## Start MATERIAL SHOWN
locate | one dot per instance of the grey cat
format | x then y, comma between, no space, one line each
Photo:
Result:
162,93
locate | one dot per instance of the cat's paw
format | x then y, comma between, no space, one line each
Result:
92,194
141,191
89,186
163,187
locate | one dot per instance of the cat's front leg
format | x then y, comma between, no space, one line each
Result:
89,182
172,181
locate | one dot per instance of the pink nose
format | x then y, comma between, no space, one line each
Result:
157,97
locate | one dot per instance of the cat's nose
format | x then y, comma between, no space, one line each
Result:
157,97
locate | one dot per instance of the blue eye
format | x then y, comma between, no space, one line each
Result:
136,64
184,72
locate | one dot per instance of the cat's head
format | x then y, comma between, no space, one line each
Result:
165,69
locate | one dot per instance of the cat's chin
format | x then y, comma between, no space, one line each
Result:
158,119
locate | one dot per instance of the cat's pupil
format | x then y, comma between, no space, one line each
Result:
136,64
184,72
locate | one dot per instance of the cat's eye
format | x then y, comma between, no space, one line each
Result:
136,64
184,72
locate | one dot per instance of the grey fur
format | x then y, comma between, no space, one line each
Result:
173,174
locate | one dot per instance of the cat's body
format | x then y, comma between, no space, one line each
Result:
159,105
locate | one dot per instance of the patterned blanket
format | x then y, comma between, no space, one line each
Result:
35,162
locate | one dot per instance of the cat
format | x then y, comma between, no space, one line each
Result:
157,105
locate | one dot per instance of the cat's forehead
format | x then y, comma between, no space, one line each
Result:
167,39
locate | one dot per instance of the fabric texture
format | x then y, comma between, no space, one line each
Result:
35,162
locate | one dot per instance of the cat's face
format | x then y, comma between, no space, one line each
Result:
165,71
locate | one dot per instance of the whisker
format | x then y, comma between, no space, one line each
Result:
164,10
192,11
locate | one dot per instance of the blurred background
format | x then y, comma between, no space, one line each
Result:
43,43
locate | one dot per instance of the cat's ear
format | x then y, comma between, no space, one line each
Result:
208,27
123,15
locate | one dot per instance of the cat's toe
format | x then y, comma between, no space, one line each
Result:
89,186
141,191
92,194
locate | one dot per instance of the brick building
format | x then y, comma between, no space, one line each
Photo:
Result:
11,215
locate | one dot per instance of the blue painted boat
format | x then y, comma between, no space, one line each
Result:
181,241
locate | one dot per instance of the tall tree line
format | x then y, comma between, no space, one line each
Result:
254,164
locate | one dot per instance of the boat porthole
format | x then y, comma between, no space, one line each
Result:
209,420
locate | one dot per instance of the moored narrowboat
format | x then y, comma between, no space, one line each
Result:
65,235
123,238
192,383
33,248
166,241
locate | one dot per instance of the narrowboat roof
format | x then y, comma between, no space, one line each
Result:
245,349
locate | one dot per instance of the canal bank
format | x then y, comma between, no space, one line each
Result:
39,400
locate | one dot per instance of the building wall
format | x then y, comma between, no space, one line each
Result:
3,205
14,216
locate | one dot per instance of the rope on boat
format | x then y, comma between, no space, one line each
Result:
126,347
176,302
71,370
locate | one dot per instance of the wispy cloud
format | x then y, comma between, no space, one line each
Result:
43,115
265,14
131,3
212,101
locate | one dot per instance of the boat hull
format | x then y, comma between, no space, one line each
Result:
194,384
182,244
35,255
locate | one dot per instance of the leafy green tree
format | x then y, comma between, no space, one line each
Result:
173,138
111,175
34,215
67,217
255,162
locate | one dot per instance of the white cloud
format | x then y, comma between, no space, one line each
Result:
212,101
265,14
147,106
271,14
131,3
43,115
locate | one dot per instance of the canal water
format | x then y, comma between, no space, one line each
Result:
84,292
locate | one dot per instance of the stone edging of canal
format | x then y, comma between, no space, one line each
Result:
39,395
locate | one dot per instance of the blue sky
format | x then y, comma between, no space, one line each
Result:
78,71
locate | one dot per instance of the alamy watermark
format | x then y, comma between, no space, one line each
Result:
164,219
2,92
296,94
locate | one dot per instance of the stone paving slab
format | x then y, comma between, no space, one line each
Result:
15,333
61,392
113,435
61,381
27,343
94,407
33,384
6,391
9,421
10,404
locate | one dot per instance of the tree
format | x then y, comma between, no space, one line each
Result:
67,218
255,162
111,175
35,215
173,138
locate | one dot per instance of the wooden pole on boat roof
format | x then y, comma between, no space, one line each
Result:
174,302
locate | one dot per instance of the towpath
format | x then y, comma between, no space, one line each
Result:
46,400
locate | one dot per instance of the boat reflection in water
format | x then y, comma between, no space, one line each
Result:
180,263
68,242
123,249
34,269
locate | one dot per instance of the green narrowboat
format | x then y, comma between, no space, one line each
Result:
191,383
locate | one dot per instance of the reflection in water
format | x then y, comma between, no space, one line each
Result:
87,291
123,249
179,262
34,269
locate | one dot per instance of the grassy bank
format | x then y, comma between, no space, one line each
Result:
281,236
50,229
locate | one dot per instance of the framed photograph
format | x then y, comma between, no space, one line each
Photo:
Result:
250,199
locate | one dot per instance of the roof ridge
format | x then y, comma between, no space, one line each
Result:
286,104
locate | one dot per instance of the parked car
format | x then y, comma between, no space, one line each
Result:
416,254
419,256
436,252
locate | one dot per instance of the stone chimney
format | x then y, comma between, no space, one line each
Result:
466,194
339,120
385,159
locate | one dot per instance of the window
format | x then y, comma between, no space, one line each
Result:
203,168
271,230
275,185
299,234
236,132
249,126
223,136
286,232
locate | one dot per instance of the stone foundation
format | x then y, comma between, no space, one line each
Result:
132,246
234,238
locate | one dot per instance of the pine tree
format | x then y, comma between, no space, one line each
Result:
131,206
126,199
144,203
## End MATERIAL SHOWN
--- WHAT IS REQUIRED ---
Every entry above should be retyped exactly as shown.

--- SOLUTION ---
locate | one dot per instance of the grey cat
format | x then y, comma between, no space, one line each
Photo:
Result:
162,93
locate | one dot per instance of the cat's paw
format | x then y, comma between, no space, one line each
Result:
92,194
141,191
89,186
163,187
locate | one dot per instance of the cat's front leg
format | x then y, comma between, no space, one line each
Result:
89,182
172,181
locate | one dot per instance of the pink nose
format | x then y, comma between, no space, one line each
Result:
157,97
locate | one dot per instance of the cat's nose
format | x then y, comma between, no space, one line each
Result:
157,97
locate | one dot per instance of the blue eye
format | x then y, comma between, no space, one line each
Result:
136,64
184,72
locate | one dot per instance of the cat's head
format | x then y, comma between, no space, one line each
Result:
165,69
locate | one dot per instance of the cat's chin
format | x then y, comma between, no space, one line each
Result:
158,119
locate | one dot per instance of the cat's pupil
format | x then y, comma between, no space, one line each
Result:
136,64
184,72
locate | one dot per instance of the cat's eye
format | x then y, comma between, no space, one line each
Result:
136,64
184,72
locate | one dot per instance of the grey fur
format | x then y, comma between, no space, one line each
Result:
173,174
locate | one dot per instance of the cat's body
format | x then y, comma between, no space, one line each
Result:
159,105
locate | one dot per instance of the patterned blanket
format | x then y, comma between, no space, one line each
Result:
35,162
locate | one dot per instance of the cat
format | x then y, comma between, no space, one line each
Result:
157,105
locate | one dot per instance of the cat's forehead
format | x then y, comma between, no space, one line each
Result:
167,39
locate | one dot per instance of the fabric texture
format | x then y, comma between, no space, one line each
Result:
35,162
locate | one dot per instance of the cat's face
format | x then y, comma between, no space, one line each
Result:
165,71
locate | one dot per instance of the whisker
format | x then y, comma between, no space, one line each
Result:
164,10
192,11
locate | one dot per instance of the blurred background
format | x then y, comma between, no space, one line each
Result:
43,43
locate | one dot per instance of the cat's ear
format | x then y, comma between, no space, one line each
Result:
208,27
123,15
locate | one dot per instance of the cat's toe
format | x then y, comma between, no space, one line each
Result:
89,186
141,191
92,194
locate | one dot per instance of the brick building
format | x then y, comma between, no space, one line each
Photo:
Result:
11,215
locate | one dot per instance of the blue painted boat
format | x then y, comma between, no space, one line each
Result:
181,241
locate | one dot per instance of the tall tree line
format | x then y, comma between, no space, one line each
Result:
254,164
locate | one dot per instance of the boat porthole
format | x then y, comma between, no space, one line each
Result:
209,420
locate | one dot per instance of the moored narrowboat
format | x then y, comma between, no space, one line each
Result:
65,235
123,238
192,383
33,248
166,241
locate | one dot per instance of the narrowboat roof
format | x then y, comma between, no space, one line each
Result:
245,349
locate | one dot per instance of the canal bank
format | x then y, comma between, no space, one line each
Result:
39,400
locate | one dot per instance of the building wall
format | x then y, comma between, no space, one line each
Result:
3,205
14,216
locate | one dot per instance of the rope on boat
format | x then y, comma between, no space, one line each
Result:
126,347
176,302
71,370
locate | one dot per instance of the wispy cloud
format | x then y, comma between, no space, one line each
Result:
43,115
265,14
131,3
212,101
locate | one dot per instance of the boat hull
format | x then y, comma between, no space, one line each
Result:
194,384
182,244
35,255
locate | one dot per instance of the leafy green tree
format | x then y, comma between, no space, one line each
Result:
173,138
111,175
34,215
67,217
255,162
locate | one dot per instance of the white cloud
format | x then y, comma between, no space, one line each
Result:
212,101
265,14
147,106
271,14
131,3
43,115
locate | one dot per instance of the canal water
format | x then y, comma between, no space, one line each
Result:
84,292
locate | one dot per instance of the stone edging of canal
format | x then y, comma between, no space, one line each
Result:
39,395
locate | one dot per instance of the blue sky
format | x then y, comma between, no space, one line each
Result:
78,71
locate | one dot per instance of the alamy watermark
format | x then y, comma between, no space, one line each
Result:
164,219
2,92
296,94
locate | one dot per instance of the stone paving slab
format | x then y, comma between, no space, one line each
Result:
15,333
61,392
113,435
61,381
27,343
94,407
33,384
6,391
9,421
10,404
locate | one dot per instance of the tree
format | x then y, comma between, no space, one line each
Result:
67,218
255,162
111,175
35,215
173,138
locate | one dot per instance of the wooden pole on boat roof
format | x then y, comma between, no space, one line each
Result:
174,302
locate | one dot per instance of the towpath
format | x then y, comma between, no space, one line each
Result:
46,400
locate | one dot per instance of the boat reflection in water
format | x then y, comma between, no space, one line each
Result:
180,263
68,242
123,249
34,269
locate | one dot per instance of the green narrowboat
format | x then y, comma between, no space, one line each
Result:
191,383
locate | one dot per instance of the reflection in water
format | x then y, comma between, no space, one line each
Result:
87,291
123,249
179,262
34,269
locate | one dot per instance of the grassy bank
format | x then y, comma between, no space, one line each
Result:
281,236
50,229
locate | one dot per instance of the framed photograph
format | x then y, comma between, no space, one line each
Photo:
Result:
250,199
locate | one dot per instance of the roof ridge
format | x then y, comma between, no space, one line each
Result:
286,104
locate | one dot per instance of the parked car
format | x then y, comma between, no space, one line each
Result:
416,254
419,256
436,252
locate | one dot per instance of the stone chimney
format | x then y, comma between, no space, one line each
Result:
466,194
339,120
385,159
locate | one dot per instance of the window
format | x then y, comma between, no space, one line each
Result:
203,168
271,230
275,185
299,234
236,132
249,126
223,136
286,232
locate | one dot per instance of the stone foundation
format | x then y, comma between, no space, one line each
Result:
132,246
234,238
locate | one dot per instance of the pine tree
format | x then y, comma between, no space, one line each
Result:
131,206
126,199
144,203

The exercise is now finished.